■ **Goal**: Rewrite the lines of the records starting at the line that contains "Please annotate the floral arrangement" and ending at the line that contains "<point>1240,436</point>", changing "floral arrangement" to "flower arrangement" and leaving everything else unchanged.

(Records)
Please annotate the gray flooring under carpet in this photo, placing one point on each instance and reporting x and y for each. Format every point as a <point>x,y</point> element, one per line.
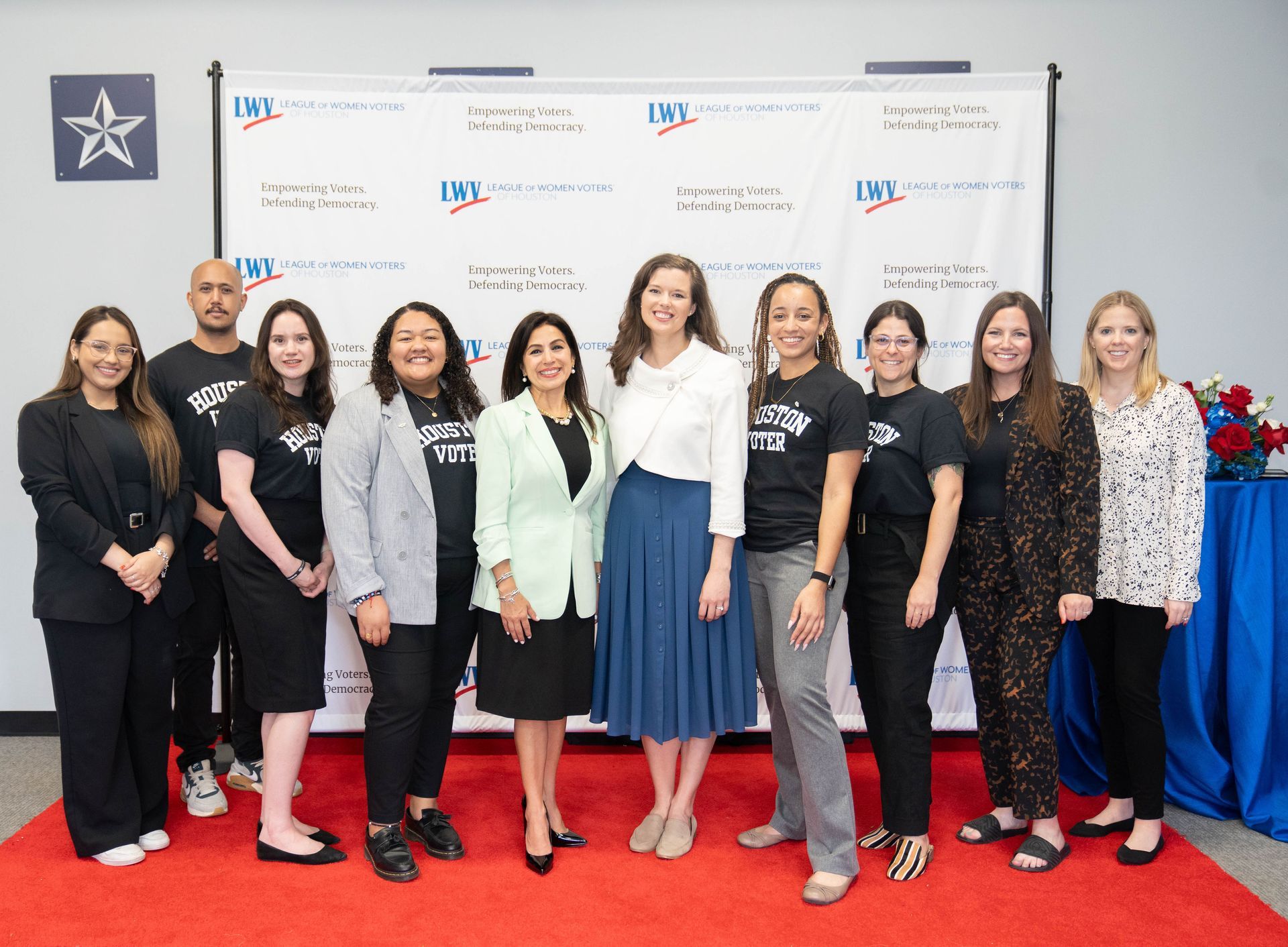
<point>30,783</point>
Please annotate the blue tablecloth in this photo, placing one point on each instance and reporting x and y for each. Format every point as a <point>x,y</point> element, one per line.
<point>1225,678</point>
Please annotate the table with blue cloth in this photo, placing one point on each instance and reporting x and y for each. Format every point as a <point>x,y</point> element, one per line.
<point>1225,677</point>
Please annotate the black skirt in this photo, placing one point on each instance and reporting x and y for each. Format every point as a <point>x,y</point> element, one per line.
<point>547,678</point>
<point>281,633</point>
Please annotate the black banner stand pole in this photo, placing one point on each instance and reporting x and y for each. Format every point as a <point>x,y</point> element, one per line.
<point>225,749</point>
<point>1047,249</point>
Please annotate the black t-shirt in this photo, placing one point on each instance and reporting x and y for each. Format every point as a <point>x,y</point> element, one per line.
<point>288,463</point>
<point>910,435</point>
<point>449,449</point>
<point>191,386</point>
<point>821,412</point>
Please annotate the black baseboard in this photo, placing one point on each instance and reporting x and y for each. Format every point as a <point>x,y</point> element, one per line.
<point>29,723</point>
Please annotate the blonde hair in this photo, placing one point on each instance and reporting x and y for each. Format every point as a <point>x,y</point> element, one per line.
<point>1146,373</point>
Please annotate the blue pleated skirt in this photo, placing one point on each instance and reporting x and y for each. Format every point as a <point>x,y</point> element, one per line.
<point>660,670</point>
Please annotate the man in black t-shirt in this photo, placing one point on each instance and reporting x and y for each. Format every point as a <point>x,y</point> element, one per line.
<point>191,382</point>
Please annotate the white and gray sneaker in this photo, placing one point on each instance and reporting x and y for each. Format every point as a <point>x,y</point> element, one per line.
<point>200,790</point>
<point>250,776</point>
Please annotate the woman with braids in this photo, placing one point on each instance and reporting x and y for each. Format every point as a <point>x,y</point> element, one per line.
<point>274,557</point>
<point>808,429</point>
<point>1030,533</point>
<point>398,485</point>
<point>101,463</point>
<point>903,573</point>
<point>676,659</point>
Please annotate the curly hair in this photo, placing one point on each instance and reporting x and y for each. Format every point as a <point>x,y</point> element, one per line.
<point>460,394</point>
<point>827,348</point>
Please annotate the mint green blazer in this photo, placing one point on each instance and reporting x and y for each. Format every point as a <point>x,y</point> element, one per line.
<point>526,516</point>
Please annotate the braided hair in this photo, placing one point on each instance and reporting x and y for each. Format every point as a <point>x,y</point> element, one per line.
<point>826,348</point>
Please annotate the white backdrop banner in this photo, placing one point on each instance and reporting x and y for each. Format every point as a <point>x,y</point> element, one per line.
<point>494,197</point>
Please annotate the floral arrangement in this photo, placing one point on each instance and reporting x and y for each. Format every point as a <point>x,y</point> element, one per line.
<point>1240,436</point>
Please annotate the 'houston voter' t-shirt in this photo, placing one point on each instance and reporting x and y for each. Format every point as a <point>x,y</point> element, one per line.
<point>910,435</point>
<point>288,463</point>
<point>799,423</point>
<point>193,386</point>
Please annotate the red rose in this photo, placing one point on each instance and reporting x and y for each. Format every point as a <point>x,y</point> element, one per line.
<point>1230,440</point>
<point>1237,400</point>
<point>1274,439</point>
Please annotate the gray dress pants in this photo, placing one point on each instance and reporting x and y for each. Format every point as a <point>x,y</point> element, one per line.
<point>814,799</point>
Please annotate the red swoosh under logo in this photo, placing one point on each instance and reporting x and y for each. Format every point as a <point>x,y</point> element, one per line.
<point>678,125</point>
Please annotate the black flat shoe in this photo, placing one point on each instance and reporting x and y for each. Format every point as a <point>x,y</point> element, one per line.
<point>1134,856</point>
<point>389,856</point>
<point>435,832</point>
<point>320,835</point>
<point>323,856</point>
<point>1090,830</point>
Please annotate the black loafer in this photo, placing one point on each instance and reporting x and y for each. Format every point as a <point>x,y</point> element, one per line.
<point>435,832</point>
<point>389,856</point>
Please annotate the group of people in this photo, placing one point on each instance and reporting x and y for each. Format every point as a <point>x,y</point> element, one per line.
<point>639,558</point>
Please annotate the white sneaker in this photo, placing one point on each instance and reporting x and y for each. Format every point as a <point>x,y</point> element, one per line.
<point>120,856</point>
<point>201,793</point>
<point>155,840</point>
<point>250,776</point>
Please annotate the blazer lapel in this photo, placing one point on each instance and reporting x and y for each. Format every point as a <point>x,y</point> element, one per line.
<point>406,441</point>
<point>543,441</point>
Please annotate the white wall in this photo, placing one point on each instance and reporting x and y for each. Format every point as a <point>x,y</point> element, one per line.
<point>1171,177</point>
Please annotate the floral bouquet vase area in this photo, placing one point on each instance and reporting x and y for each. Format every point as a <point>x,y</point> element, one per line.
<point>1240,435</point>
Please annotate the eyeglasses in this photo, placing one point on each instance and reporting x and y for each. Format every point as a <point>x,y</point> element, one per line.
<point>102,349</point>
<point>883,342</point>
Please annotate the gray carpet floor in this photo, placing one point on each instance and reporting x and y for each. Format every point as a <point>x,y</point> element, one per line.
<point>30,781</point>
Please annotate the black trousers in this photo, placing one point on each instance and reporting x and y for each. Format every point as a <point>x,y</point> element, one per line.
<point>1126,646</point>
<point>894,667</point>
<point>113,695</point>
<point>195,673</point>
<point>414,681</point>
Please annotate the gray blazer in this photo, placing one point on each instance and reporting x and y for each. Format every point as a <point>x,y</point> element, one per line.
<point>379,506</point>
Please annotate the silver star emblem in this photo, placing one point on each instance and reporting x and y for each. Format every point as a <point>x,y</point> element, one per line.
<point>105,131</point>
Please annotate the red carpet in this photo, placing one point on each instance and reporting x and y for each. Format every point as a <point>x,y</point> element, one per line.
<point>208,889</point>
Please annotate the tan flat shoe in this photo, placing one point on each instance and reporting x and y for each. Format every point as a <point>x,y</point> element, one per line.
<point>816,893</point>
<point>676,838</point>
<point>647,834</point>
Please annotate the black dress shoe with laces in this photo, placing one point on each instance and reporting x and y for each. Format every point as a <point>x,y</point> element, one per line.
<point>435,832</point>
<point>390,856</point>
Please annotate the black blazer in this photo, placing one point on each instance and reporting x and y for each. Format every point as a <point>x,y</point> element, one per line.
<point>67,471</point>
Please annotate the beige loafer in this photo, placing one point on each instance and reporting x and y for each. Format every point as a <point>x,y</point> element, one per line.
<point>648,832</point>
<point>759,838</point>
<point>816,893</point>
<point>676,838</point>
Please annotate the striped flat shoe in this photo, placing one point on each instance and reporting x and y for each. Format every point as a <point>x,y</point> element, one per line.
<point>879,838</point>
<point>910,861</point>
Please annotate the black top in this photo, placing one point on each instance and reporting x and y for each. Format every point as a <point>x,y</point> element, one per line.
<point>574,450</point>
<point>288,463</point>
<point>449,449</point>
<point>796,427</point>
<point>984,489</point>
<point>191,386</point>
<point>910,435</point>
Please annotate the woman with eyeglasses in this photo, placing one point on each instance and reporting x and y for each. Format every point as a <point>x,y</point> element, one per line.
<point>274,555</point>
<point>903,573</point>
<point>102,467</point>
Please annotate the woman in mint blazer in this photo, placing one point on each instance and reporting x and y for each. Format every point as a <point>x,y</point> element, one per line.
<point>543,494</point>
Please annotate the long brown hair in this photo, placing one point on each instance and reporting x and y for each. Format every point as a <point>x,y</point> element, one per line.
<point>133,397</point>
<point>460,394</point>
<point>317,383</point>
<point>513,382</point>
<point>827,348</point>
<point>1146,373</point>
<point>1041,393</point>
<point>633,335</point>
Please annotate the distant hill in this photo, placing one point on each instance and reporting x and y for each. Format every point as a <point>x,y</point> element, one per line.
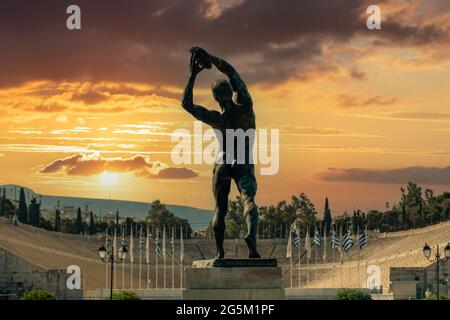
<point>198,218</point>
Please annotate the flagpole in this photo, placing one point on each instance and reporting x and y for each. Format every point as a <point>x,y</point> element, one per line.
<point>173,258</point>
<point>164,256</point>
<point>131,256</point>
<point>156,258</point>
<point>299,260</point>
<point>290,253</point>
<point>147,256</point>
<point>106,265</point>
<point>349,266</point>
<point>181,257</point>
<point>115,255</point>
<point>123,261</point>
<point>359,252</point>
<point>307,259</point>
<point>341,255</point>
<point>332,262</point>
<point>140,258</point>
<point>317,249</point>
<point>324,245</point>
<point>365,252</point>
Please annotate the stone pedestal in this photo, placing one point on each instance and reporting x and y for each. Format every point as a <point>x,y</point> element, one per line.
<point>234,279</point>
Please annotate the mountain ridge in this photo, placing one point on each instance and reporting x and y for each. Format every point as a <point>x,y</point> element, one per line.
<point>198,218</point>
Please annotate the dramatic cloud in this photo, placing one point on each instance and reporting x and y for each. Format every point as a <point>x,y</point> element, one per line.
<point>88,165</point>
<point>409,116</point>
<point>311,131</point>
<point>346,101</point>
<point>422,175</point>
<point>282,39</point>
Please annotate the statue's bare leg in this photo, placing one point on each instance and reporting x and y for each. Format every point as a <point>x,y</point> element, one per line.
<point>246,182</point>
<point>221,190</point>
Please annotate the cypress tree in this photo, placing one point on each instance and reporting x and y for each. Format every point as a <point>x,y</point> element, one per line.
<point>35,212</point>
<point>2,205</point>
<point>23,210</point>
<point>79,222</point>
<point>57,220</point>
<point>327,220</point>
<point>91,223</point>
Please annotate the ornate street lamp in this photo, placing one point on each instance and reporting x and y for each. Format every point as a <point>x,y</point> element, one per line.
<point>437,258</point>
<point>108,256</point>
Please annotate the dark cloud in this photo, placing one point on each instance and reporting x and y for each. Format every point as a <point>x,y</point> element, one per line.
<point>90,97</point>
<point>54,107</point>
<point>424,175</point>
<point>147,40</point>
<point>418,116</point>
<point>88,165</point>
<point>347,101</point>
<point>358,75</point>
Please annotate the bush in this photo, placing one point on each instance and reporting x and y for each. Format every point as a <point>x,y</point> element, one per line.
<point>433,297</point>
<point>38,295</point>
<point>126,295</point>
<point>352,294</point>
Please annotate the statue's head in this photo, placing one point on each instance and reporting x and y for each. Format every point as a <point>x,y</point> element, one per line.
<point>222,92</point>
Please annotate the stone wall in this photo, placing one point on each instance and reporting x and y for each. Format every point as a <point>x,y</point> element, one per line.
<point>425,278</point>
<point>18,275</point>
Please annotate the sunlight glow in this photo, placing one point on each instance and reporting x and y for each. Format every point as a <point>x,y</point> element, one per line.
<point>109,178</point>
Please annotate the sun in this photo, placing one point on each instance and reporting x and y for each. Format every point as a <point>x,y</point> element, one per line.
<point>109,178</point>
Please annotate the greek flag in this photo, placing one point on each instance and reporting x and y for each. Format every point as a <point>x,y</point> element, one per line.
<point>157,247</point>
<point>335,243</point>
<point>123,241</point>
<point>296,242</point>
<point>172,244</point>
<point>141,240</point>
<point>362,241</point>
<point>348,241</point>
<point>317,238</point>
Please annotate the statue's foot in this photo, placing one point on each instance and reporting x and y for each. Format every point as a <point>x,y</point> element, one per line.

■ **Output of the exercise**:
Please annotate the flower arrangement in this photo, placing one point on each instance and reporting x and y for each. Format every point as a <point>x,y</point> element, one per line.
<point>1240,436</point>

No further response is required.